------ TRECHO FORNECIDO
A exportação de capitais acelerou o desenvolvimento do capitalismo mundial. A realização de investimento em novos territórios consolidou a expansão do capitalismo para esses locais, acelerando a produção de riqueza e desenvolvendo outros mercados consumidores.

Contudo, a correta definição sobre o que motiva grandes empresas investirem em regiões externas foi tema de debate entre os precursores da teoria do imperialismo. A seguir, procuramos ilustrar de forma sucinta, os posiciona-mentos que julgamos mais pertinentes para a conclusão deste trabalho.

Hobson e o problema do subconsumo

Esta visão apresenta o problema de realização da produção como a razão principal das exportações de capitais. O foco está na contradição entre a produção e o consumo.

Observando o processo produtivo das grandes empresas de sua época, Hobson constatou que a elevação da composição orgânica no processo produtivo dessas empresas proporcionou um aumento significativo no nível de produção, causando muitas dificuldades para a realização. A produção aumenta no decorrer do tempo sem que a mesma possa realizada, ou seja, encontre uma demanda compatível.

Segundo Hobson, essa é uma característica das grandes corporações que possuem um processo produtivo intensivo em capital. Neste sentido, enquanto o processo produtivo era rudimentar, com baixa produtividade, era possível prever e estabelecer o nível de produção adequado à demanda existente. Com a elevação da composição técnica, as grandes empresas produzem sem que sua produção consiga ser absorvida. Daí a idéia de que o capitalismo convive com o problema crônico de realização da mais-valia. Segundo Hobson (1983, p.211) “A origem essencial de depressão nos negócios é o subconsumo. Se, simultaneamente, certo volume de capital e certo volume de mão-de-obra se mantém ociosos em todos os ramos de negócios, ou na generalidade deles, a única razão possível para que permaneçam sem emprego esta na inexistência, na ocasião, de demanda dos bens que eles, cooperando, são capazes de produzir”.

O autor está defendendo a idéia de insuficiência de demanda. Essa visão ficou conhecida como a teoria do subconsumo. De acordo com a visão subconsumista, grandes empresas buscam mercados externos para realizar a produção. Segundo este ponto de vista, esse é o elemento motivador da exportação de capitais.
------------
------ DADOS EXTRAÍDOS
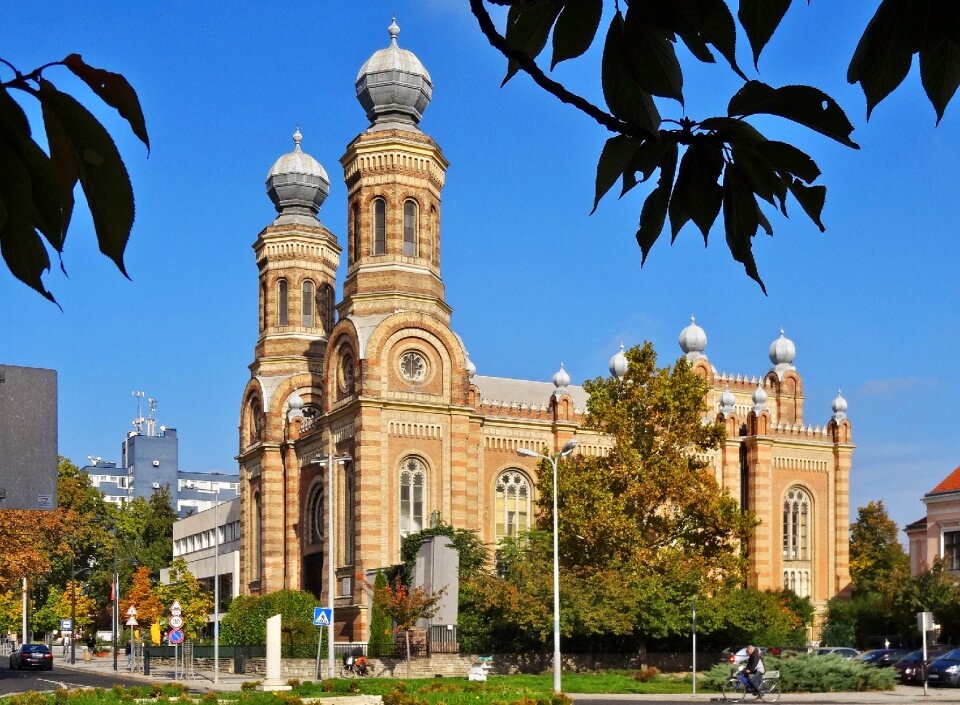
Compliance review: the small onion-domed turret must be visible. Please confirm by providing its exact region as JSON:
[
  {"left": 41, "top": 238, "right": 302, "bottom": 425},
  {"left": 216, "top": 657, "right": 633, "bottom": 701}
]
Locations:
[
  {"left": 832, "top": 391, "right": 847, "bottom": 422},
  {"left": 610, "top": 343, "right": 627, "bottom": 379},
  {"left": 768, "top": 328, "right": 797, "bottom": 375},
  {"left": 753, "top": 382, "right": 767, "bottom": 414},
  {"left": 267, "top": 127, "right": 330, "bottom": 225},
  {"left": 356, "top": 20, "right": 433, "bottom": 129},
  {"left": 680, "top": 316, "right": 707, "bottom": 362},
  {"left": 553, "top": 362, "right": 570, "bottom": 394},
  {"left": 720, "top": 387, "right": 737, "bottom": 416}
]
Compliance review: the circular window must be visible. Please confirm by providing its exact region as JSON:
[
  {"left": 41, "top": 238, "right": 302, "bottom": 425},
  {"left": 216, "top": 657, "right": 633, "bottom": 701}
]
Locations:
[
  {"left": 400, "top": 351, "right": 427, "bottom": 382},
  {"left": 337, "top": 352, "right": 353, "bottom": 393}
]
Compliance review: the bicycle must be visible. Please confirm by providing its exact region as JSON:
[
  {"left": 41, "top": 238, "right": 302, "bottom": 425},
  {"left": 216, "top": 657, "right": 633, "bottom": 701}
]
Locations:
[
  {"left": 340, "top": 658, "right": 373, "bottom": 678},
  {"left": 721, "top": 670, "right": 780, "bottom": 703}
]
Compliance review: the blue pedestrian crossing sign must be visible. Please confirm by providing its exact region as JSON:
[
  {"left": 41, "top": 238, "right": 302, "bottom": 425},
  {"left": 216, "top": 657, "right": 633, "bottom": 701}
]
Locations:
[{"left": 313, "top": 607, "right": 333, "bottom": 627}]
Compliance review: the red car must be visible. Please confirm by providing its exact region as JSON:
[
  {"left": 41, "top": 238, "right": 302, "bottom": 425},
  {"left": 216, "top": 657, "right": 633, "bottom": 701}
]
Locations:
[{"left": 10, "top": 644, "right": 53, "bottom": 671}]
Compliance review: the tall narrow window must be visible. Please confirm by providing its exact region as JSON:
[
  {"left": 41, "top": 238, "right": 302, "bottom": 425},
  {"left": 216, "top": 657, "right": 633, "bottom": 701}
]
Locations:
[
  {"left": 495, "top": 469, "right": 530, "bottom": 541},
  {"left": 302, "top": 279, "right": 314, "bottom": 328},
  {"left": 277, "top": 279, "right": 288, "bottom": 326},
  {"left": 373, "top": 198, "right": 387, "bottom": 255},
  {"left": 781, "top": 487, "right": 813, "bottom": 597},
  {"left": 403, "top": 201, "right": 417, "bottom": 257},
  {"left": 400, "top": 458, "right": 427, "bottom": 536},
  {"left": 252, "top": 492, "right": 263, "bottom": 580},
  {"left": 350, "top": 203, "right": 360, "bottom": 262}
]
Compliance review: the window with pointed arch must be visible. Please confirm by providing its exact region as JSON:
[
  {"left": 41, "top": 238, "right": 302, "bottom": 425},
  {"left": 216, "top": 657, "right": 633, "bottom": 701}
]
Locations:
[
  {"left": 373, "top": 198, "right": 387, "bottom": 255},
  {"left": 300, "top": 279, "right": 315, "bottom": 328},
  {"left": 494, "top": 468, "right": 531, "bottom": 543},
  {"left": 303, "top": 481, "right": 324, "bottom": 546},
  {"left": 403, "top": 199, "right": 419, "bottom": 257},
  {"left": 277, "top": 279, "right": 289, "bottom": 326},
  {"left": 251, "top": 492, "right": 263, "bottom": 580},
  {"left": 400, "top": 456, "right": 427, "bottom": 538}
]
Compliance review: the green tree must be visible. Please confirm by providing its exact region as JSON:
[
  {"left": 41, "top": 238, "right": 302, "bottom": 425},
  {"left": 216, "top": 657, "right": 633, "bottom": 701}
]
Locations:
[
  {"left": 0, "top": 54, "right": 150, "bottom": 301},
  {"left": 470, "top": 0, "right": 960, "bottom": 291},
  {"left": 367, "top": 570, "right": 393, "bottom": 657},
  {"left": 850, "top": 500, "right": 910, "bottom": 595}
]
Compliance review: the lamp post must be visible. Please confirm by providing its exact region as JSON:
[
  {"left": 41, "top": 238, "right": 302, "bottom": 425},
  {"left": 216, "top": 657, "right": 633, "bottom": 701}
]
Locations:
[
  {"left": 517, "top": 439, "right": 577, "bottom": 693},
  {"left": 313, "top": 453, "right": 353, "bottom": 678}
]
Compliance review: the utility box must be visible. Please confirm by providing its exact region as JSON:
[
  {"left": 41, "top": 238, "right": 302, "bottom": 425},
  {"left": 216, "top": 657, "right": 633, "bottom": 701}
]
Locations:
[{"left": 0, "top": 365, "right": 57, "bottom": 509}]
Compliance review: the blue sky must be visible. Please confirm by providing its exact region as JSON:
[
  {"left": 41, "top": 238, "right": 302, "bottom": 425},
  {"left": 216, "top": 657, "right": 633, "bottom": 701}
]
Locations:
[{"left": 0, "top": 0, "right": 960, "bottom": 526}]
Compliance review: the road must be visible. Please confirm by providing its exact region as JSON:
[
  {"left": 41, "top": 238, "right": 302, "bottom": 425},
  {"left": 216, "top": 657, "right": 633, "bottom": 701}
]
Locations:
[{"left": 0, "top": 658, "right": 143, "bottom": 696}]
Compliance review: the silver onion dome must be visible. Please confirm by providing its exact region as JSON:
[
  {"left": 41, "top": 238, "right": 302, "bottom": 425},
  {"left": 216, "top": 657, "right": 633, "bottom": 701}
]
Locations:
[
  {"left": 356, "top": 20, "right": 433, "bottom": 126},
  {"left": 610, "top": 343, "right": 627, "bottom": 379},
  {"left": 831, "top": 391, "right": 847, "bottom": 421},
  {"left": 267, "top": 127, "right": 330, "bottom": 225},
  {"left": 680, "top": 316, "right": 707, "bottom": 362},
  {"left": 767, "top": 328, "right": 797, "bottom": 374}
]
------------
EXERCÍCIOS>
#1 Responda às perguntas abaixo com base no trecho sobre Hobson e o subconsumo.
(a) O que acelerou o desenvolvimento do capitalismo mundial?
(b) Segundo Hobson, qual é a origem essencial de depressão nos negócios?
(c) Como ficou conhecida a visão que defende a ideia de insuficiência de demanda?
#2 Substitua "must be visible" por "should be visible" nos registros. Apresente somente as linhas que começam na linha que contém "Compliance review: the green" e seguem até o final dos registros, ambas as extremidades incluídas, mantendo todo o restante inalterado.

RESPOSTAS>
#1
(a) A exportação de capitais.
(b) O subconsumo.
(c) Como a teoria do subconsumo.

#2
Compliance review: the green tree should be visible. Please confirm by providing its exact region as JSON:
[
  {"left": 41, "top": 238, "right": 302, "bottom": 425},
  {"left": 216, "top": 657, "right": 633, "bottom": 701}
]
Locations:
[
  {"left": 0, "top": 54, "right": 150, "bottom": 301},
  {"left": 470, "top": 0, "right": 960, "bottom": 291},
  {"left": 367, "top": 570, "right": 393, "bottom": 657},
  {"left": 850, "top": 500, "right": 910, "bottom": 595}
]
Compliance review: the lamp post should be visible. Please confirm by providing its exact region as JSON:
[
  {"left": 41, "top": 238, "right": 302, "bottom": 425},
  {"left": 216, "top": 657, "right": 633, "bottom": 701}
]
Locations:
[
  {"left": 517, "top": 439, "right": 577, "bottom": 693},
  {"left": 313, "top": 453, "right": 353, "bottom": 678}
]
Compliance review: the utility box should be visible. Please confirm by providing its exact region as JSON:
[
  {"left": 41, "top": 238, "right": 302, "bottom": 425},
  {"left": 216, "top": 657, "right": 633, "bottom": 701}
]
Locations:
[{"left": 0, "top": 365, "right": 57, "bottom": 509}]
Compliance review: the blue sky should be visible. Please confirm by providing its exact region as JSON:
[
  {"left": 41, "top": 238, "right": 302, "bottom": 425},
  {"left": 216, "top": 657, "right": 633, "bottom": 701}
]
Locations:
[{"left": 0, "top": 0, "right": 960, "bottom": 526}]
Compliance review: the road should be visible. Please confirm by providing its exact region as JSON:
[
  {"left": 41, "top": 238, "right": 302, "bottom": 425},
  {"left": 216, "top": 657, "right": 633, "bottom": 701}
]
Locations:
[{"left": 0, "top": 658, "right": 143, "bottom": 696}]
Compliance review: the silver onion dome should be visible. Please confirm by providing its exact region as JSON:
[
  {"left": 41, "top": 238, "right": 302, "bottom": 425},
  {"left": 216, "top": 657, "right": 633, "bottom": 701}
]
Locations:
[
  {"left": 356, "top": 20, "right": 433, "bottom": 126},
  {"left": 610, "top": 343, "right": 627, "bottom": 379},
  {"left": 831, "top": 391, "right": 847, "bottom": 421},
  {"left": 267, "top": 127, "right": 330, "bottom": 225},
  {"left": 680, "top": 316, "right": 707, "bottom": 362},
  {"left": 767, "top": 328, "right": 797, "bottom": 374}
]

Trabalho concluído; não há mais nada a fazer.